(Dataset rows):
──────────────────────────────

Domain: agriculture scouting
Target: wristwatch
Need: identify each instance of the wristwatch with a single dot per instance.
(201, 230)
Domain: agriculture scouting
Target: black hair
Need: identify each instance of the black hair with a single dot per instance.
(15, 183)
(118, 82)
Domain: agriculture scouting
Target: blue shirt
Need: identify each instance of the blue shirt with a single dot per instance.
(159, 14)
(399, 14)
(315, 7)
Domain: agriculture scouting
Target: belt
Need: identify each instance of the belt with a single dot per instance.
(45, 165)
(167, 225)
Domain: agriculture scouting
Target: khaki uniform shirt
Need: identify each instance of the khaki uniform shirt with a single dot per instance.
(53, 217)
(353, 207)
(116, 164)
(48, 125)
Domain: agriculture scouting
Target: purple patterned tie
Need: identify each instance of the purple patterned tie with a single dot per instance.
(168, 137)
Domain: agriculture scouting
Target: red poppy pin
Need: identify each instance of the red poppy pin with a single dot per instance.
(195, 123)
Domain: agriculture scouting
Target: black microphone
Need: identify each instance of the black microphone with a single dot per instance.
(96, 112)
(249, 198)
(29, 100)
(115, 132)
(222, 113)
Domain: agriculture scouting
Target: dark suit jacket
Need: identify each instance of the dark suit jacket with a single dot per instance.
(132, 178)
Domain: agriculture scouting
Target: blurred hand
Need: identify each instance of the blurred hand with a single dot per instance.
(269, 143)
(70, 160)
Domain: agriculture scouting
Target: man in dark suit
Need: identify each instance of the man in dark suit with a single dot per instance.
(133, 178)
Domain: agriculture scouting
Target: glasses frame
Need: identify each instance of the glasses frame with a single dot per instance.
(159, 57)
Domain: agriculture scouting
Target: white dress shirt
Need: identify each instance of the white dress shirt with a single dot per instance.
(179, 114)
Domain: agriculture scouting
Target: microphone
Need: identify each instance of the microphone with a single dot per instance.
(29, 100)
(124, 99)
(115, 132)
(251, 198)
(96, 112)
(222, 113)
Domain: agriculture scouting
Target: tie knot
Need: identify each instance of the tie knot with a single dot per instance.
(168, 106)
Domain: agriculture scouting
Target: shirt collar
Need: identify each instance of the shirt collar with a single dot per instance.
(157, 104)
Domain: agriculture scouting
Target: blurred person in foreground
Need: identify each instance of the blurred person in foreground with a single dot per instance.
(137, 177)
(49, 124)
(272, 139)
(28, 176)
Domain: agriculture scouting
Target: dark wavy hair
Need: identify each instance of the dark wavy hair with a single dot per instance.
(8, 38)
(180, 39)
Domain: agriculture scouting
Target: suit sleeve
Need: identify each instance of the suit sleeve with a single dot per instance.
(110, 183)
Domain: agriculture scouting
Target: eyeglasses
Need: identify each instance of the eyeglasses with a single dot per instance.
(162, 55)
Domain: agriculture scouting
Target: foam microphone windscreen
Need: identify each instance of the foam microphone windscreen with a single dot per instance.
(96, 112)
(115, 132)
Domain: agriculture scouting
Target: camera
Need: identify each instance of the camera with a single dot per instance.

──────────────────────────────

(Short task): Pick out and copy every line of the data that contains the string "eyeglasses". Matching is case-sensitive.

(The response):
Target: eyeglasses
Need: identify each instance of the eyeglasses with a single dot per instance.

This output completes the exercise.